The request: Copy out the rows below verbatim, everything from the line containing "Report one point per instance of the metal" down to the line containing "[[895, 362]]", with both of those lines included.

Data provided:

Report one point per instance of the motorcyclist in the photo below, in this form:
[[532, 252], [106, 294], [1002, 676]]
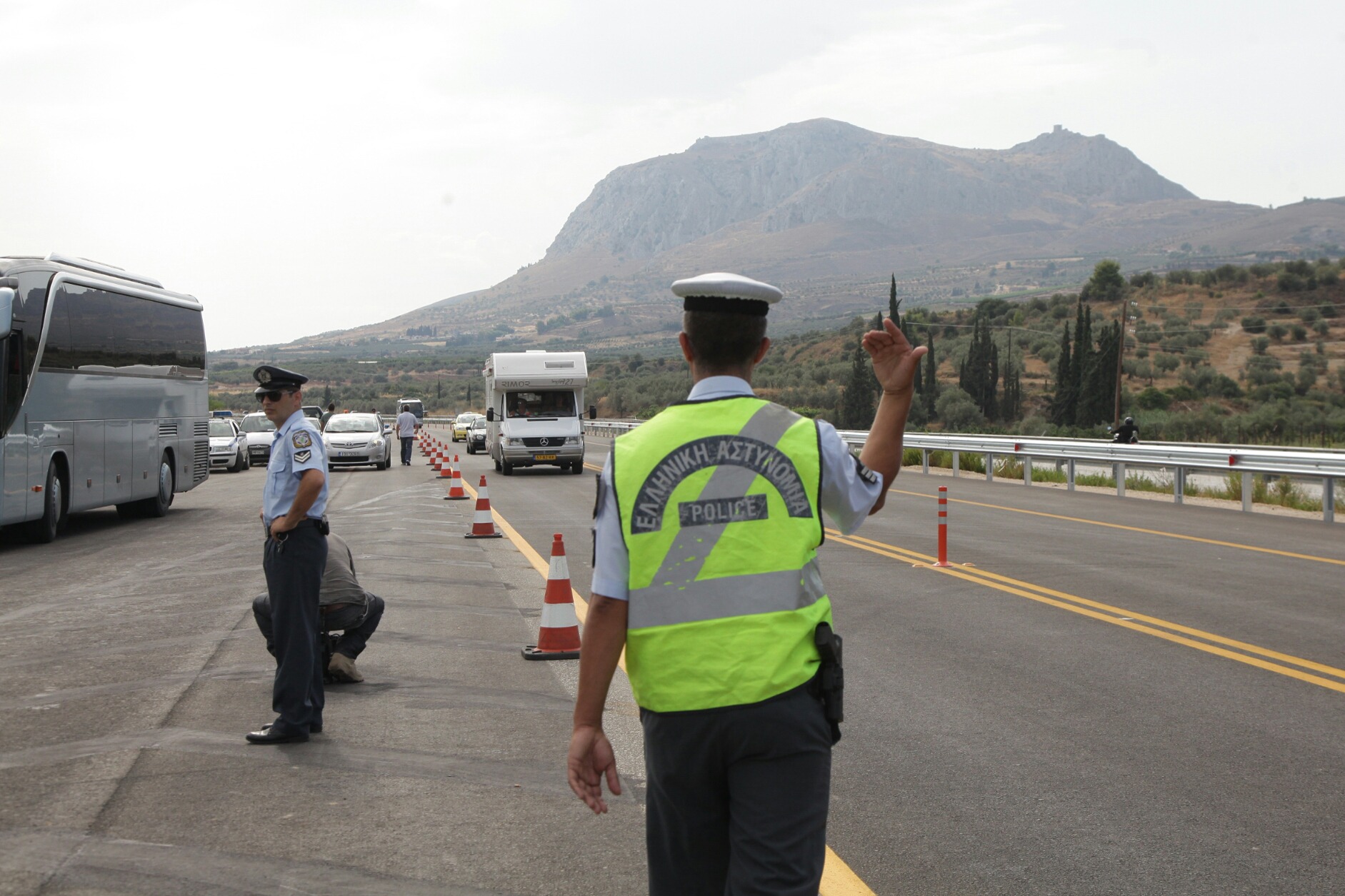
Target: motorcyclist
[[1126, 432]]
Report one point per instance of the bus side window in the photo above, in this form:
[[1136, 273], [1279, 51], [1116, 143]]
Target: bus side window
[[12, 380]]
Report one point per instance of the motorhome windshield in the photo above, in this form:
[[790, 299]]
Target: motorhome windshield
[[540, 404]]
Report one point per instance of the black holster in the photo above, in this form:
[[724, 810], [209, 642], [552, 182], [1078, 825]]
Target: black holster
[[830, 681]]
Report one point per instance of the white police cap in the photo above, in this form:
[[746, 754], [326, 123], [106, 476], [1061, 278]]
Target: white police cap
[[726, 292]]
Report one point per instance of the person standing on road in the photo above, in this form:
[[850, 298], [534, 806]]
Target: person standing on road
[[294, 508], [406, 432], [705, 572]]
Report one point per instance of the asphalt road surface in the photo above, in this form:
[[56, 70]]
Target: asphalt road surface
[[1116, 698]]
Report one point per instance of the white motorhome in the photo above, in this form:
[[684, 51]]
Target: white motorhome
[[534, 411]]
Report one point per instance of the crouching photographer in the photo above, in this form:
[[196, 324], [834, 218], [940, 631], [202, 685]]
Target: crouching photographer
[[344, 607]]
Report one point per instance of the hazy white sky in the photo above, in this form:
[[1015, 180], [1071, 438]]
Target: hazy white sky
[[316, 164]]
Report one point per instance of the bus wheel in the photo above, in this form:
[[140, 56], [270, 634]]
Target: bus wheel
[[158, 506], [45, 530]]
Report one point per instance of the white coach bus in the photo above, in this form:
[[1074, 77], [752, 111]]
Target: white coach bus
[[103, 392]]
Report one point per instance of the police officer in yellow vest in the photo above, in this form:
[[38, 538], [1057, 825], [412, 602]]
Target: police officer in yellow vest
[[705, 570]]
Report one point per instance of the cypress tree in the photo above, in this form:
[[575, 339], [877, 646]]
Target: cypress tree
[[1013, 386], [1063, 406], [979, 372], [931, 389], [1099, 388], [856, 409]]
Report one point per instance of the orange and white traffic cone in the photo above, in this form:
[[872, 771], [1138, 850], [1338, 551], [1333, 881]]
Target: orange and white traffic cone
[[559, 637], [455, 488], [483, 525]]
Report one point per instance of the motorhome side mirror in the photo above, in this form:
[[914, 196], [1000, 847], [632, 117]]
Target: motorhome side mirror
[[6, 311]]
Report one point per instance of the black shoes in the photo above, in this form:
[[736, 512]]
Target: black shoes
[[272, 735]]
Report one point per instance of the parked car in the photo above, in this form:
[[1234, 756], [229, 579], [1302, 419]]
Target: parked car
[[356, 441], [476, 436], [228, 446], [260, 433], [461, 423]]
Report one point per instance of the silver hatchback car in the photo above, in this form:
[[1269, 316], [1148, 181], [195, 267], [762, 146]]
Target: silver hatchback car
[[356, 441]]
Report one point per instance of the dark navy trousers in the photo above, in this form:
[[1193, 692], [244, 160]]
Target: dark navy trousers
[[737, 798], [356, 623], [294, 563]]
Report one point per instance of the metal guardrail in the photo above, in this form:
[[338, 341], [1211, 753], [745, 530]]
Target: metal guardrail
[[1181, 458]]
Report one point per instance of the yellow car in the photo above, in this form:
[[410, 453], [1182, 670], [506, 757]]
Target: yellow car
[[461, 424]]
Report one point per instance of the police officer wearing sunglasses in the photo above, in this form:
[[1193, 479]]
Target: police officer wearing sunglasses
[[294, 508]]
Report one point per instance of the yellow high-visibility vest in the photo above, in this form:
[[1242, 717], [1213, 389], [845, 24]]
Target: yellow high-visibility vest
[[721, 517]]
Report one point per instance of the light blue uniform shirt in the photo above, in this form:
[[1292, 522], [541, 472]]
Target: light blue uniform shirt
[[849, 491], [296, 447]]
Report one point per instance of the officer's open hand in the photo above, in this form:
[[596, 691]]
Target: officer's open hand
[[895, 362], [592, 757]]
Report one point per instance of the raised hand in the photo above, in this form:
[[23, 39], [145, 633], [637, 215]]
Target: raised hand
[[895, 362]]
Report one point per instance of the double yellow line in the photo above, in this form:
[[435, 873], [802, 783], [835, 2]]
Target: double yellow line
[[1179, 634], [837, 877]]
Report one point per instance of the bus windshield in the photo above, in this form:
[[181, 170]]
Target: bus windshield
[[540, 404]]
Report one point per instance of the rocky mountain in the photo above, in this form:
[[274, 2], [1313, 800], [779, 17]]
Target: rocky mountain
[[829, 211], [819, 171]]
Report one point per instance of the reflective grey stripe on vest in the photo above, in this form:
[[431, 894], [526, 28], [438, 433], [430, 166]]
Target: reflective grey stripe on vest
[[728, 596], [674, 595]]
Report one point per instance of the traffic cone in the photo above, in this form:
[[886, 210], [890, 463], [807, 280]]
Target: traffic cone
[[483, 525], [455, 488], [559, 637]]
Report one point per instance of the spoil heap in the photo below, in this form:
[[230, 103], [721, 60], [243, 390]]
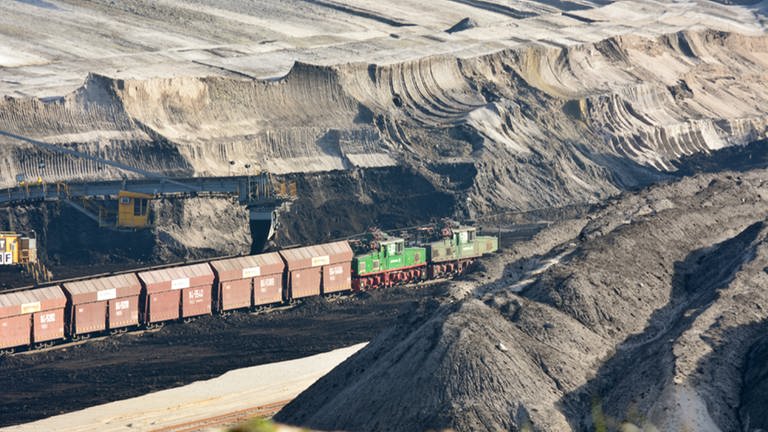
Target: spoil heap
[[643, 316]]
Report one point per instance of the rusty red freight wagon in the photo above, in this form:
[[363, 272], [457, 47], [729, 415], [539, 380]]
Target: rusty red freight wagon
[[177, 292], [324, 268], [32, 317], [106, 303], [249, 281]]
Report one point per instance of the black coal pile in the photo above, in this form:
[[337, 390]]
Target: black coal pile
[[644, 318]]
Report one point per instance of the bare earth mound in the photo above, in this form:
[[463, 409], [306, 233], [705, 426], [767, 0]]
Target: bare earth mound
[[643, 316]]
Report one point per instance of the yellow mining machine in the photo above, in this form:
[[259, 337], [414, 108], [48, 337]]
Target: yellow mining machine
[[17, 249], [20, 250]]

Finished answer:
Report one point per instance of the metal guardrail in the photo above, in this form:
[[338, 341], [1211, 753], [745, 530]]
Target: metal guardrail
[[1181, 458]]
Report one point per instance of the yellow car in the photo above, in this form:
[[410, 453], [1182, 670], [506, 757]]
Target: yellow car
[[461, 424]]
Report one point per instance of the police officer wearing sunglasses in the photo above, in this form:
[[1193, 479]]
Target: police officer wearing sunglasses
[[294, 508]]
Report one point per instance of the yellow high-visibility vest in the photo above, in this form:
[[1242, 717], [1213, 389], [845, 24]]
Target: yellow high-visibility vest
[[721, 517]]
Report one point per instance of the light blue uniform shirt in the photo above, in this form:
[[1292, 522], [541, 472]]
Target: light blue uniform shirt
[[849, 491], [296, 447]]
Report one point per instance of the officer's open hand in the photo above, in this form:
[[596, 691]]
Target: officer's open hand
[[895, 362], [592, 757]]
Report one point per instance of the raised hand in the photo above, in this form:
[[23, 39], [145, 633], [637, 215]]
Target: raised hand
[[895, 362]]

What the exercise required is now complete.